Exercise instructions ▸
(a) In the Ambassador Theatre text, why was the entertainment complex built as part of the Rotunda Hospital? Answer in one to three sentences.
(b) Please copy the Ambassador Theatre text word for word, from "Over the years, it" up to and including "above the entrance.".

Cinema in Dublin, Ireland

The Ambassador Theatre, formerly Rotund Room, Rotunda, and Ambassador Cinema, was the longest-running cinema in Dublin, Ireland, and was operational on and off until 1999. It operated as a music venue between 2001 and 2008. As of 2024 it is used as an exhibition hall and event centre.

==History==
The building was designed by John Ensor and constructed as part of the Rotunda Hospital in 1764 as an assembly hall and social rooms on what is now called Parnell Street. The entertainment complex was intended to raise funding for the hospital. The building is listed on the National Inventory of Architectural Heritage.

From 1897 onwards, the venue was given the name Rotund Room and hosted a number of moving picture screenings, which were a great novelty at the time. From about 1908 onwards, it was used more regularly to show film presentations and in 1910 it became a full-time cinema, with 736 seats, a basic layout at the time. Then known as the Rotunda, the cinema-going public thronged to the venue.

Over the years, it changed hands until the 1940s, when it was run by Capitol and Allied Theatres Ltd.

In the 1950s, the cinema was redesigned, increasing the capacity to 1,200. Added to the main hall was a balcony (containing 500 seats) with private boxes. A new entrance area was also constructed. The cinema was reopened on 23 September 1954 as the Ambassador. It became a gala event venue, holding screenings of many films for the first time. Of note was the screening of The Blue Max in 1966, which was shot in Ireland. For the screening, a World War I plane adorned the roof of the cinema above the entrance.

In 1977, the cinema was forced to close briefly, but it reopened that summer under new ownership. The Green Group ran the cinema until 1988, and it mainly played children's films such as The Care Bears Movie and its sequels. In 1988, with single-screen cinemas on the wane, it closed.

Supplied records ▸
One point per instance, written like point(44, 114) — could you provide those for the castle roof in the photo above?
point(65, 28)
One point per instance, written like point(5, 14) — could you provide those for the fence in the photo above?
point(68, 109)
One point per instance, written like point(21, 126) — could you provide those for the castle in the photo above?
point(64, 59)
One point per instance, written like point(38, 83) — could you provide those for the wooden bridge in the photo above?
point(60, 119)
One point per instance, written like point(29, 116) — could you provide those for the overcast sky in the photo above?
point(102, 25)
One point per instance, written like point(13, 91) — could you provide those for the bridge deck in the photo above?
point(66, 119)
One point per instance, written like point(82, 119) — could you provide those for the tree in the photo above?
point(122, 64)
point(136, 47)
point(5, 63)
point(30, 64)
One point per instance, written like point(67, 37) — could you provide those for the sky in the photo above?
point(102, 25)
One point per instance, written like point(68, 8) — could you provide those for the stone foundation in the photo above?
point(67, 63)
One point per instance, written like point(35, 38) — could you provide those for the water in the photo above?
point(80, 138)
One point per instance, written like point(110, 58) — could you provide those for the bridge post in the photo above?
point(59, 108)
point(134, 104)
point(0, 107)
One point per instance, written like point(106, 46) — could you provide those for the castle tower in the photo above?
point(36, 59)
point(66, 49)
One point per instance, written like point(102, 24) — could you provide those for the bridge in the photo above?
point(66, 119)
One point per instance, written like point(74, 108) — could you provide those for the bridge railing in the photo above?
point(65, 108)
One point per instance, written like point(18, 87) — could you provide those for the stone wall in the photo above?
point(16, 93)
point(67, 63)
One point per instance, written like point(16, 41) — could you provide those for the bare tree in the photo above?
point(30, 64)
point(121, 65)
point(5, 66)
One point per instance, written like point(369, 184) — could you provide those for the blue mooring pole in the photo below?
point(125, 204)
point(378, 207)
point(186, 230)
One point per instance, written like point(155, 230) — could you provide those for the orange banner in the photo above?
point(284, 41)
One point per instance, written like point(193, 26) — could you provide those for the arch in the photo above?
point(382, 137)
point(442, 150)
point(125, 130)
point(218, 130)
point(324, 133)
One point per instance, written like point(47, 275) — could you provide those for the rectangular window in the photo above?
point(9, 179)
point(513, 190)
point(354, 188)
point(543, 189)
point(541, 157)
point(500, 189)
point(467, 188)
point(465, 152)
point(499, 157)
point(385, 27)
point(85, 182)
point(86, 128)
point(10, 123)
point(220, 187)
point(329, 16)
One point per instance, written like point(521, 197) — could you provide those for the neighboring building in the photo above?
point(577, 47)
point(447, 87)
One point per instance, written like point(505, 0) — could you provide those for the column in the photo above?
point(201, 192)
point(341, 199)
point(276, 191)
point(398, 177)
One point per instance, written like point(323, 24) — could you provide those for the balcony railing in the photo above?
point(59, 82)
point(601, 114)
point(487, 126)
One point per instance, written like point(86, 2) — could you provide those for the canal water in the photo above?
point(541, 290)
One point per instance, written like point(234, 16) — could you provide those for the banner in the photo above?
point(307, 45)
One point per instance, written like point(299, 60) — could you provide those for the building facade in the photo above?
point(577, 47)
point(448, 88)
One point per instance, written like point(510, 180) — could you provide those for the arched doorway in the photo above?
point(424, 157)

Exercise results ▸
(a) The entertainment complex was built to raise funding for the Rotunda Hospital.

(b)
Over the years, it changed hands until the 1940s, when it was run by Capitol and Allied Theatres Ltd.

In the 1950s, the cinema was redesigned, increasing the capacity to 1,200. Added to the main hall was a balcony (containing 500 seats) with private boxes. A new entrance area was also constructed. The cinema was reopened on 23 September 1954 as the Ambassador. It became a gala event venue, holding screenings of many films for the first time. Of note was the screening of The Blue Max in 1966, which was shot in Ireland. For the screening, a World War I plane adorned the roof of the cinema above the entrance.